Re: OpenBSD on IBM Power

2014-04-14 Thread Kapetanakis Giannis

On 14/04/14 03:48, Zeljko Jovanovic wrote:

On 09.04.2014. 18:24, Fil Di Noto wrote:

Is there any hope of OpenBSD running on IBM Power hardware (System P,
LPAR) in the future?

...

OS on that hardware without cooperation from IBM? I don't see any
Linux distros that do not have a relationship with IBM that run on
Power.


Slackware Linux has an IBM port, although it has not been updated for 
several years now: http://www.slack390.org




openSUSE is also an option apart from RedHat.

OpenBSD would also be nice but I don't see it coming in the near future.

Even Linux is not a demand, although I'm seeing efforts lately for KVM 
Virtualization on Power CPUs.


G



Re: OpenBSD on IBM Power

2014-04-14 Thread Zeljko Jovanovic

On 14.04.2014. 04:53, Nick Holland wrote:


um. Linux kernel 2.4?  Are you kidding me?  dead dead dead.


I said the port was old and had not been maintained for a long time. :)
In any case, if one wants the current Slackware on System Z, I am sure this old 
version could be used as a starting point for compiling it.


I would very much like to play with IBM mainframes, but as I know, the last one 
here at Belgrade University was dismantled some 16 or 17 years ago. It was a 
System 370, given by IBM for free back in the times of old Yugoslavia. The room 
it occupied has been since turned into classroom, and only its air condition 
system remained. They also kept a fancy black cube-shaped IBM vacuum cleaner. :)




Re: OpenBSD on IBM Power

2014-04-14 Thread Theo de Raadt
Linux on an architecture we don't run on?

WRITTEN REQUEST A => Copy out the rows word for word, starting with the line that contains "In the photo above, each instance of the door" and continuing through the last row, with both ends included.
WRITTEN REQUEST B => Write what comes next in the mailing-list thread about OpenBSD on IBM Power, picking up after its last line.
The text and the rows below it were taken from separate sources.

INFORMATION PROVIDED =>
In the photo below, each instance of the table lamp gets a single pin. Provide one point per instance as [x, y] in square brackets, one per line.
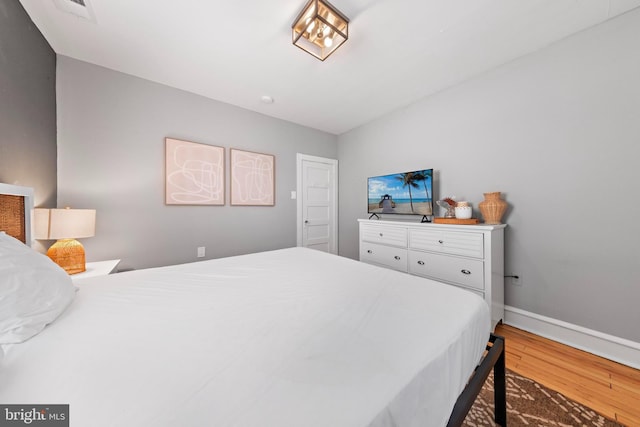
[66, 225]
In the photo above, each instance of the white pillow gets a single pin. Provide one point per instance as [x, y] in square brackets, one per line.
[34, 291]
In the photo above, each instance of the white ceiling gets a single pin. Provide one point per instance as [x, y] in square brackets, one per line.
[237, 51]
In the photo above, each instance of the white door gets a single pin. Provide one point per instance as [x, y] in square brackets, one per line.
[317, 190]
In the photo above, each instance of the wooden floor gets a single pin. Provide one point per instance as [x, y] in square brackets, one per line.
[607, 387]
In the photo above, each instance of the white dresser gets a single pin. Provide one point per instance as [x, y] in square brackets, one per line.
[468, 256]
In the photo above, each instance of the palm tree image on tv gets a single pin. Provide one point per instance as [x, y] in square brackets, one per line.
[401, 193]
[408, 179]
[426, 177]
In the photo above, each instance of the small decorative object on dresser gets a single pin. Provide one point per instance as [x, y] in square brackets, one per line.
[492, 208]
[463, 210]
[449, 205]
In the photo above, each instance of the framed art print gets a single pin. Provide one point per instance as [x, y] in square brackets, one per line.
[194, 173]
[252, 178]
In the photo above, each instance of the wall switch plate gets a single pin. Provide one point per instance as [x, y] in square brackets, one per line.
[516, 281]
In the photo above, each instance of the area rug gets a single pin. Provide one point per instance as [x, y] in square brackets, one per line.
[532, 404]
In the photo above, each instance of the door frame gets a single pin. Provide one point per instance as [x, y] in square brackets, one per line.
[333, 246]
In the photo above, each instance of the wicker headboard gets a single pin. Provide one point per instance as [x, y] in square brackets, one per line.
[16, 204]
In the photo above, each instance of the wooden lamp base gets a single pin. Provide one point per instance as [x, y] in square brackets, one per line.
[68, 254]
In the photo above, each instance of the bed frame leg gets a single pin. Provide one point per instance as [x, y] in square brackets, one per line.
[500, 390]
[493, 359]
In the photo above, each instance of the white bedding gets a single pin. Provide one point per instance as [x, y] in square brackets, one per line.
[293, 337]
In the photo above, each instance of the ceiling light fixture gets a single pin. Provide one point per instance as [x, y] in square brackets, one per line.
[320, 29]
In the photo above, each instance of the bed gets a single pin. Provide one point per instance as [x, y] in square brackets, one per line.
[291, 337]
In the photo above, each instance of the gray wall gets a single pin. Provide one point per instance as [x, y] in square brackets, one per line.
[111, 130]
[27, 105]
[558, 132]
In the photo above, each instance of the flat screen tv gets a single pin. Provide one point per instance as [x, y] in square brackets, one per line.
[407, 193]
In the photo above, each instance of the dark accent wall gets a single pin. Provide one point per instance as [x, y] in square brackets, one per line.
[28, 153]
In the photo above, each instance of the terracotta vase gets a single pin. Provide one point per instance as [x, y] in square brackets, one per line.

TASK OUTPUT A =>
In the photo above, each instance of the door frame gets a single pin. Provide one point per instance as [x, y] in square brackets, one per line.
[333, 246]
In the photo above, each instance of the wicker headboard gets a single pin. Provide one point per instance as [x, y] in square brackets, one per line.
[16, 204]
In the photo above, each instance of the wooden lamp base gets a single pin. Provide one point per instance as [x, y] in square brackets, one per line.
[68, 254]
In the photo above, each instance of the bed frame leg gets a single pin. Provide one point per instance as [x, y] in square brackets, one per line.
[500, 390]
[493, 359]
In the photo above, each instance of the white bedding gets a single pin. Provide one point per instance as [x, y] in square brackets, one per line.
[293, 337]
In the photo above, each instance of the ceiling light fixture gets a single pin. Provide one point per instance as [x, y] in square brackets, one per line.
[320, 29]
In the photo above, each instance of the bed gets a single pin. Provide one point per instance as [x, y] in square brackets, one per line.
[291, 337]
In the photo above, each instance of the gray wall gets a single pin. Provide one point per instance as [x, y] in square brackets, one per line.
[111, 130]
[27, 105]
[558, 132]
In the photo above, each instance of the flat screen tv gets a single pin. Provide one point per instance as [x, y] in square brackets, one per line.
[407, 193]
In the photo above, each instance of the dark accent wall gets a single pin. Provide one point per instance as [x, y] in square brackets, one per line.
[28, 153]
In the photo above, each instance of the terracotta vase gets a single pin. Provide one point per instance as [x, y] in square brackets, one per line.

TASK OUTPUT B =>
You are posting to the wrong list.

  um. Linux kernel 2.4?  Are you kidding me?  dead dead dead.
 
 I said the port was old and had not been maintained for a long time. :)
 In any case, if one wants the current Slackware on System Z, I am sure this 
 old 
 version could be used as a starting point for compiling it.
 
 I would very much like to play with IBM mainframes, but as I know, the last 
 one 
 here at Belgrade University was dismantled some 16 or 17 years ago. It was a 
 System 370, given by IBM for free back in the times of old Yugoslavia. The 
 room 
 it occupied has been since turned into classroom, and only its air condition 
 system remained. They also kept a fancy black cube-shaped IBM vacuum cleaner. 
 :)



Re: OpenBSD on IBM Power

2014-04-13 Thread Zeljko Jovanovic

On 09.04.2014. 18:24, Fil Di Noto wrote:

Is there any hope of OpenBSD running on IBM Power hardware (System P,
LPAR) in the future?

...

OS on that hardware without cooperation from IBM? I don't see any
Linux distros that do not have a relationship with IBM that run on
Power.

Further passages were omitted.